=== THINGS TO DO ===
1. In the passage on Hong Kong police conduct, swap "riot police" for "security forces" and give the text between "The Lancet has" and "past seven months.", inclusive.
2. In the passage on Hong Kong police conduct, who ordered Claudia Mo, Alvin Yeung and Ted Hui to leave the chamber?
3. Extend the passage on Hong Kong police conduct, picking up after its final sentence.

=== PASSAGE SHOWN ===
════════════════

The Lancet has also published concerns over the handcuffing and arrests of voluntary medical staff, including nurses and doctors, during the siege of the Polytechnic University by riot police in December 2019.
But Hong Kong chief executive Carrie Lam told lawmakers on Thursday that there had been no police brutality during the past seven months.
“I do not accept the description used by some people of the Hong Kong Police Force’s handling of the past seven months of social unrest as police brutality,” Lam told lawmakers. “[People] continue to vilify and even demonize the Hong Kong Police Force.”
“I believe that the purpose is to weaken the police’s ability to enforce the law. Who would most want to see that? A law-breaker, of course,” she said, as pro-democracy lawmakers shouted slogans, calling on Lam to resign or accede to the protest movement’s five demands.
LegCo president Andrew Leung ordered Claudia Mo, Alvin Yeung and Ted Hui to leave the chamber after they shouted slogans and waved placards during the question and answer session with Lam.
Meanwhile, Hong Kong police commissioner Chris Tang was making similar comments during a grilling by district councilors.
“I don’t think that we can accept this [claim of] police brutality you are talking about,” Tang said. “The only reason we come out to enforce the law is because rioters commit illegal acts or acts of violence.”

════════════════

=== SUPPLIED DATA ===
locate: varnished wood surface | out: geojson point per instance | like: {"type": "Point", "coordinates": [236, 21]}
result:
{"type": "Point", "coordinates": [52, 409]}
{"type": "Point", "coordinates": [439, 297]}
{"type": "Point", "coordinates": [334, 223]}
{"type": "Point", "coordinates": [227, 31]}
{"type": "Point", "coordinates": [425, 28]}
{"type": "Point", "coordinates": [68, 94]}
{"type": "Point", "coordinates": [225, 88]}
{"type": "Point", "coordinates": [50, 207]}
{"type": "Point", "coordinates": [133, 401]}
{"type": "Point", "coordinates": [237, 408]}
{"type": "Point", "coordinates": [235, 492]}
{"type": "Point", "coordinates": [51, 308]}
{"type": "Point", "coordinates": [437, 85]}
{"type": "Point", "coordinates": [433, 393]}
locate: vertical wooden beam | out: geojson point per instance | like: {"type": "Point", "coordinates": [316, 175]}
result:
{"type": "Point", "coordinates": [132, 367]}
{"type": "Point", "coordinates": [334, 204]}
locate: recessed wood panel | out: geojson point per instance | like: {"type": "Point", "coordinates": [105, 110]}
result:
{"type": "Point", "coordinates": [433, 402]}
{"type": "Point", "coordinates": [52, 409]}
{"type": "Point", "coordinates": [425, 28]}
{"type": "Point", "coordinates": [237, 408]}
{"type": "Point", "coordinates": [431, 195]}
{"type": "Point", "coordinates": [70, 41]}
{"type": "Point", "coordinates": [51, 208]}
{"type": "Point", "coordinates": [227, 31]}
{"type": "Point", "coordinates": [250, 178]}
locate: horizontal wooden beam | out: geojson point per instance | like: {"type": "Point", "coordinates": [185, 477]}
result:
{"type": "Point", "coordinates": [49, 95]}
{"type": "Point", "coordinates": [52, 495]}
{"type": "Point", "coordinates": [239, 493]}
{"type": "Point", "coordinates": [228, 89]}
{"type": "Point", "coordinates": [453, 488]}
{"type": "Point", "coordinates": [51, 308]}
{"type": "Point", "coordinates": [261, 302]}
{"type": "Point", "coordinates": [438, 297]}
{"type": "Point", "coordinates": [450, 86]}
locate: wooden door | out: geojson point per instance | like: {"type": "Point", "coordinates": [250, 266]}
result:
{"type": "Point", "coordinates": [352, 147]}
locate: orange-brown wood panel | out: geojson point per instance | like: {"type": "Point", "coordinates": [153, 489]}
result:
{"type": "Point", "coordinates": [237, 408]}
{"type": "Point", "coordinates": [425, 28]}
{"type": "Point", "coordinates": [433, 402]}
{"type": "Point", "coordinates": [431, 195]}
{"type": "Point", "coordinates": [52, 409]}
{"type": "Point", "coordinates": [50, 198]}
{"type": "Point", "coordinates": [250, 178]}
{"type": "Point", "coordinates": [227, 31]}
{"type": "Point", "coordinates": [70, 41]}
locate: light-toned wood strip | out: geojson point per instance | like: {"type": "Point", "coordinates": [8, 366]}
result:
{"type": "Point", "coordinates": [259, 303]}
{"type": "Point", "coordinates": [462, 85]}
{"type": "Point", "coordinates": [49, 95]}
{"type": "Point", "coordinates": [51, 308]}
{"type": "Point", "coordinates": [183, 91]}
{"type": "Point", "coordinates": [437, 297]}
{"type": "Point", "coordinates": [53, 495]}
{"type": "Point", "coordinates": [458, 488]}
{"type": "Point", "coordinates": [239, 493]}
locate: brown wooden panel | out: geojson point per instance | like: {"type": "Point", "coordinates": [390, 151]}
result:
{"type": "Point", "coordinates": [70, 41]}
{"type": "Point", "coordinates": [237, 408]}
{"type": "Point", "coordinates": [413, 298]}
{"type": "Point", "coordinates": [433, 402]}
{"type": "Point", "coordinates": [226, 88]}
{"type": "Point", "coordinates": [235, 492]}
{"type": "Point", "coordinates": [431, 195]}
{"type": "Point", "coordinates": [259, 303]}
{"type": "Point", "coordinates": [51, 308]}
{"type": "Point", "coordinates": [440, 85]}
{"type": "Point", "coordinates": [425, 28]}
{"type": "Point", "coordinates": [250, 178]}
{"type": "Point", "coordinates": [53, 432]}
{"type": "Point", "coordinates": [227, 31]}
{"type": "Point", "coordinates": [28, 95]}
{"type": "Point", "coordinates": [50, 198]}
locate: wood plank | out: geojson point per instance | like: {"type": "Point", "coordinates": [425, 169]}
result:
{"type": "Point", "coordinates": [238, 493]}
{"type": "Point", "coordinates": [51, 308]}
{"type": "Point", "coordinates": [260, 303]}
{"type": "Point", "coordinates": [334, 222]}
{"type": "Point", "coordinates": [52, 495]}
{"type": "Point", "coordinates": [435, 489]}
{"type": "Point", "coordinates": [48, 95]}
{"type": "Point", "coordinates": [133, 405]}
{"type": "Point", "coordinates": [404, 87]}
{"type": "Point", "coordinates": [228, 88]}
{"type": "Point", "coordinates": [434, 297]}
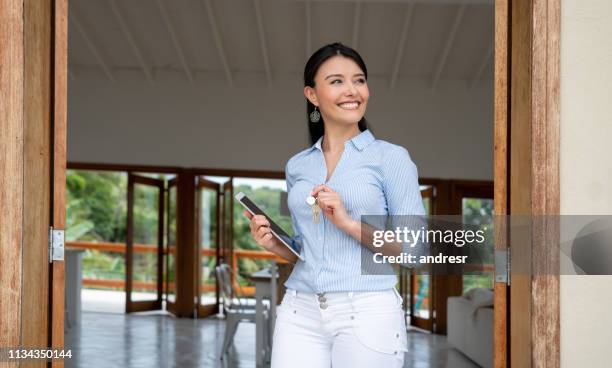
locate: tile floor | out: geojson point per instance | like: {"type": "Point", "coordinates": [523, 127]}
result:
{"type": "Point", "coordinates": [160, 340]}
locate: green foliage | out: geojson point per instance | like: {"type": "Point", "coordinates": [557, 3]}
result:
{"type": "Point", "coordinates": [96, 209]}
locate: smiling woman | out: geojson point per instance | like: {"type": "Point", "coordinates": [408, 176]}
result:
{"type": "Point", "coordinates": [335, 82]}
{"type": "Point", "coordinates": [333, 314]}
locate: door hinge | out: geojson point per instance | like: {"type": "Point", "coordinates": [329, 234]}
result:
{"type": "Point", "coordinates": [502, 266]}
{"type": "Point", "coordinates": [56, 245]}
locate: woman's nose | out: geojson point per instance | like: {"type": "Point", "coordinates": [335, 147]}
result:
{"type": "Point", "coordinates": [351, 90]}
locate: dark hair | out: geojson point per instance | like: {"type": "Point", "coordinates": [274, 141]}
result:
{"type": "Point", "coordinates": [316, 130]}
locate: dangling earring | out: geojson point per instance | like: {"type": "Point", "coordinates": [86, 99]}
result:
{"type": "Point", "coordinates": [315, 116]}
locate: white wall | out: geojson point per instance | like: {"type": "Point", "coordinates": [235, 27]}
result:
{"type": "Point", "coordinates": [586, 171]}
{"type": "Point", "coordinates": [448, 133]}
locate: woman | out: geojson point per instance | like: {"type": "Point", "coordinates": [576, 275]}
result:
{"type": "Point", "coordinates": [333, 315]}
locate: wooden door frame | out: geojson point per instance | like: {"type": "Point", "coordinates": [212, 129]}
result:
{"type": "Point", "coordinates": [526, 171]}
{"type": "Point", "coordinates": [33, 67]}
{"type": "Point", "coordinates": [170, 306]}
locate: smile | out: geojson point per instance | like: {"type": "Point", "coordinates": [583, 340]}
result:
{"type": "Point", "coordinates": [354, 105]}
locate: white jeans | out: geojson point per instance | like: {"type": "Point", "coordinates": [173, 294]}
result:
{"type": "Point", "coordinates": [340, 330]}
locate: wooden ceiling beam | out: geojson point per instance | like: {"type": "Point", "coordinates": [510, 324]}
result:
{"type": "Point", "coordinates": [130, 38]}
{"type": "Point", "coordinates": [175, 42]}
{"type": "Point", "coordinates": [448, 46]}
{"type": "Point", "coordinates": [399, 55]}
{"type": "Point", "coordinates": [214, 28]}
{"type": "Point", "coordinates": [76, 23]}
{"type": "Point", "coordinates": [262, 41]}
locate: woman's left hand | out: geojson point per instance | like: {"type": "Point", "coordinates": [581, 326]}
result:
{"type": "Point", "coordinates": [332, 206]}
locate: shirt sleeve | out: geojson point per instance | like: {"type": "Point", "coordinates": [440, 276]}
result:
{"type": "Point", "coordinates": [401, 184]}
{"type": "Point", "coordinates": [296, 240]}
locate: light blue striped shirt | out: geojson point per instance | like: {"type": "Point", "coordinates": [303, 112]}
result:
{"type": "Point", "coordinates": [373, 177]}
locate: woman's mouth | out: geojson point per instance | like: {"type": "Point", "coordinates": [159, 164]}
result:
{"type": "Point", "coordinates": [353, 105]}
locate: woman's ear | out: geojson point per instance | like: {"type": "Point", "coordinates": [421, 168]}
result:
{"type": "Point", "coordinates": [311, 95]}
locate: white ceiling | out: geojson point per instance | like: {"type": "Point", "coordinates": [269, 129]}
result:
{"type": "Point", "coordinates": [434, 40]}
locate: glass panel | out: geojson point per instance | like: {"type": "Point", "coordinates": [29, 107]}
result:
{"type": "Point", "coordinates": [208, 238]}
{"type": "Point", "coordinates": [95, 213]}
{"type": "Point", "coordinates": [479, 211]}
{"type": "Point", "coordinates": [171, 246]}
{"type": "Point", "coordinates": [146, 216]}
{"type": "Point", "coordinates": [421, 296]}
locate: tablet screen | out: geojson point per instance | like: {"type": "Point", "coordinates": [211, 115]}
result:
{"type": "Point", "coordinates": [277, 230]}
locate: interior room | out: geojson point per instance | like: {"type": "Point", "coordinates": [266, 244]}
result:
{"type": "Point", "coordinates": [176, 106]}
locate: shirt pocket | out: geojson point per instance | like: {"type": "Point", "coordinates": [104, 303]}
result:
{"type": "Point", "coordinates": [382, 331]}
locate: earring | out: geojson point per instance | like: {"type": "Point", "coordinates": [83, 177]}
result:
{"type": "Point", "coordinates": [315, 116]}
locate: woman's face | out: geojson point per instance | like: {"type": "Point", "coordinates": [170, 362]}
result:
{"type": "Point", "coordinates": [340, 91]}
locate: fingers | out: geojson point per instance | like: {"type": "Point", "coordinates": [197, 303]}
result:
{"type": "Point", "coordinates": [320, 188]}
{"type": "Point", "coordinates": [258, 222]}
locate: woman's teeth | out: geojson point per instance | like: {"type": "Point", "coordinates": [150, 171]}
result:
{"type": "Point", "coordinates": [349, 105]}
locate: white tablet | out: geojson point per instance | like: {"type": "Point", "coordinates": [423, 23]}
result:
{"type": "Point", "coordinates": [276, 230]}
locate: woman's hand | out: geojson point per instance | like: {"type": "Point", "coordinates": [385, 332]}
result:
{"type": "Point", "coordinates": [332, 206]}
{"type": "Point", "coordinates": [260, 229]}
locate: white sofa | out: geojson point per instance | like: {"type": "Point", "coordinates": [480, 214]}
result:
{"type": "Point", "coordinates": [470, 325]}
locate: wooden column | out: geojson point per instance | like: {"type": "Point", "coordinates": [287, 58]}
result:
{"type": "Point", "coordinates": [11, 170]}
{"type": "Point", "coordinates": [534, 181]}
{"type": "Point", "coordinates": [186, 244]}
{"type": "Point", "coordinates": [33, 54]}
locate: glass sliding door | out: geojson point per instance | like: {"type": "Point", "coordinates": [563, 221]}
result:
{"type": "Point", "coordinates": [144, 253]}
{"type": "Point", "coordinates": [421, 286]}
{"type": "Point", "coordinates": [170, 249]}
{"type": "Point", "coordinates": [208, 245]}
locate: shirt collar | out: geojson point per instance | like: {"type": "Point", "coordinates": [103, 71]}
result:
{"type": "Point", "coordinates": [360, 141]}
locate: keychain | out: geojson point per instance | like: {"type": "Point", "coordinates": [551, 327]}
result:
{"type": "Point", "coordinates": [316, 210]}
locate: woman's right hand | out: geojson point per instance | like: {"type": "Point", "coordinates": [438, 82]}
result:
{"type": "Point", "coordinates": [260, 229]}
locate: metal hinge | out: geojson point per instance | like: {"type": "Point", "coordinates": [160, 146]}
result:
{"type": "Point", "coordinates": [502, 266]}
{"type": "Point", "coordinates": [56, 245]}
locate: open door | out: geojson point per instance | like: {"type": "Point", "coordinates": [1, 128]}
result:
{"type": "Point", "coordinates": [208, 234]}
{"type": "Point", "coordinates": [417, 290]}
{"type": "Point", "coordinates": [144, 253]}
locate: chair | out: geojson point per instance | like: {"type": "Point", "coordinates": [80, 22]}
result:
{"type": "Point", "coordinates": [235, 309]}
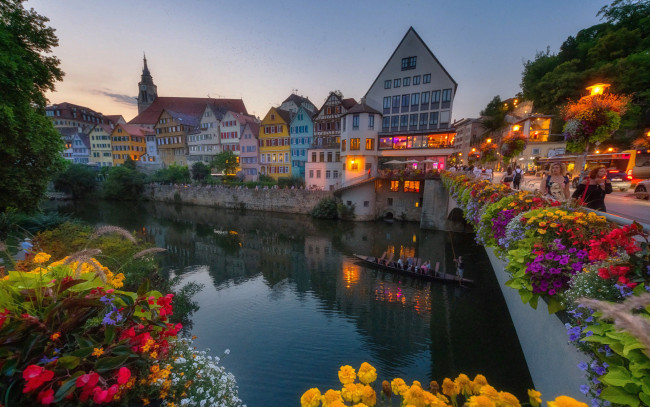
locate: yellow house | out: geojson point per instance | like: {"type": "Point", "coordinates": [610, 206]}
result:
{"type": "Point", "coordinates": [275, 146]}
{"type": "Point", "coordinates": [129, 140]}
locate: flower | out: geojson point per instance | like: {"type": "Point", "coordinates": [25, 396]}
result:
{"type": "Point", "coordinates": [367, 374]}
{"type": "Point", "coordinates": [565, 401]}
{"type": "Point", "coordinates": [347, 374]}
{"type": "Point", "coordinates": [311, 398]}
{"type": "Point", "coordinates": [534, 397]}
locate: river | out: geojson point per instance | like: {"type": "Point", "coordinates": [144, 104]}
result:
{"type": "Point", "coordinates": [284, 295]}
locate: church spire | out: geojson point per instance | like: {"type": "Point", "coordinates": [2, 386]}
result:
{"type": "Point", "coordinates": [147, 91]}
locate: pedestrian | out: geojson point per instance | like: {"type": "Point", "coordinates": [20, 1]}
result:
{"type": "Point", "coordinates": [592, 190]}
{"type": "Point", "coordinates": [518, 177]}
{"type": "Point", "coordinates": [460, 269]}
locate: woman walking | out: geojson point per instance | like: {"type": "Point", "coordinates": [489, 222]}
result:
{"type": "Point", "coordinates": [556, 185]}
{"type": "Point", "coordinates": [591, 192]}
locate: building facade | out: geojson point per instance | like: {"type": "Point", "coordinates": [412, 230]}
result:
{"type": "Point", "coordinates": [249, 151]}
{"type": "Point", "coordinates": [301, 130]}
{"type": "Point", "coordinates": [275, 148]}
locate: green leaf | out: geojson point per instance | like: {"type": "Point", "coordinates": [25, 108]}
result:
{"type": "Point", "coordinates": [68, 387]}
{"type": "Point", "coordinates": [617, 376]}
{"type": "Point", "coordinates": [619, 396]}
{"type": "Point", "coordinates": [554, 305]}
{"type": "Point", "coordinates": [83, 352]}
{"type": "Point", "coordinates": [68, 362]}
{"type": "Point", "coordinates": [110, 363]}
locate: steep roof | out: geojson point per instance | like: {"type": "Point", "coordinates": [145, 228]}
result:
{"type": "Point", "coordinates": [187, 106]}
{"type": "Point", "coordinates": [425, 46]}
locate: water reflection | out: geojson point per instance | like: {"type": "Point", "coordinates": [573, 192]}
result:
{"type": "Point", "coordinates": [286, 295]}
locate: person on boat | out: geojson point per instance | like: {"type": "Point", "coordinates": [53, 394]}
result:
{"type": "Point", "coordinates": [460, 269]}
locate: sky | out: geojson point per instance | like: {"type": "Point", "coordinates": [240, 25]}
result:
{"type": "Point", "coordinates": [262, 51]}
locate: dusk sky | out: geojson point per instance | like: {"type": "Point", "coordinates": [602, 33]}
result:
{"type": "Point", "coordinates": [261, 51]}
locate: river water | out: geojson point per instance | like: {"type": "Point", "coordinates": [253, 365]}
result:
{"type": "Point", "coordinates": [285, 295]}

════════════════

=== ANSWERS TO THIS EXERCISE ===
1.
The Lancet has also published concerns over the handcuffing and arrests of voluntary medical staff, including nurses and doctors, during the siege of the Polytechnic University by security forces in December 2019.
But Hong Kong chief executive Carrie Lam told lawmakers on Thursday that there had been no police brutality during the past seven months.

2. LegCo president Andrew Leung.

3.
Tang said police were now considering whether they had been “misled” after a woman reported being gang-raped inside Tsuen Wan police station. Multiple reports of sexual assault in police custody have emerged from male and female protesters since protests escalated in June 2019.
Tang also dismissed a widely held belief that someone died during an assault by riot police on Prince Edward MTR station on Aug. 31, saying it was “fake news.”
Singing from the Chinese Communist Party’s hymn sheet
Ivan Choy, senior politics lecturer at the Chinese University of Hong Kong (CUHK), said the government is unlikely to change its tune because it is singing from the ruling Chinese Communist Party’s hymn sheet.
“There’s not much new in any of the government’s statements: they all take a hard line in denying police violence and denying that everyone has lost faith in one country, two systems,” Choy said, in a reference to the framework under which Hong Kong was supposed to maintain its existing freedoms and judicial independence after the 1997 handover to China.
“I don’t see the standoff between the people, this government and the central government in Beijing resolving itself any time soon,” he said. “The anti-extradition movement may be taking something of a breather, but if their grievances aren’t resolved, then it will only give rise to long-term problems, including a total loss of trust in the system.”
“As soon as there is a new spark in the powder keg, we will see another mass movement taking off — possibly involving violence,” Choy said.
A recent opinion poll by Reuters found that most of Hong Kong’s residents support the five demands of the protest movement, with more than one third of respondents saying they had attended a protest.
Only 30 percent said they were opposed, compared with 59 percent of those polled who supported the movement.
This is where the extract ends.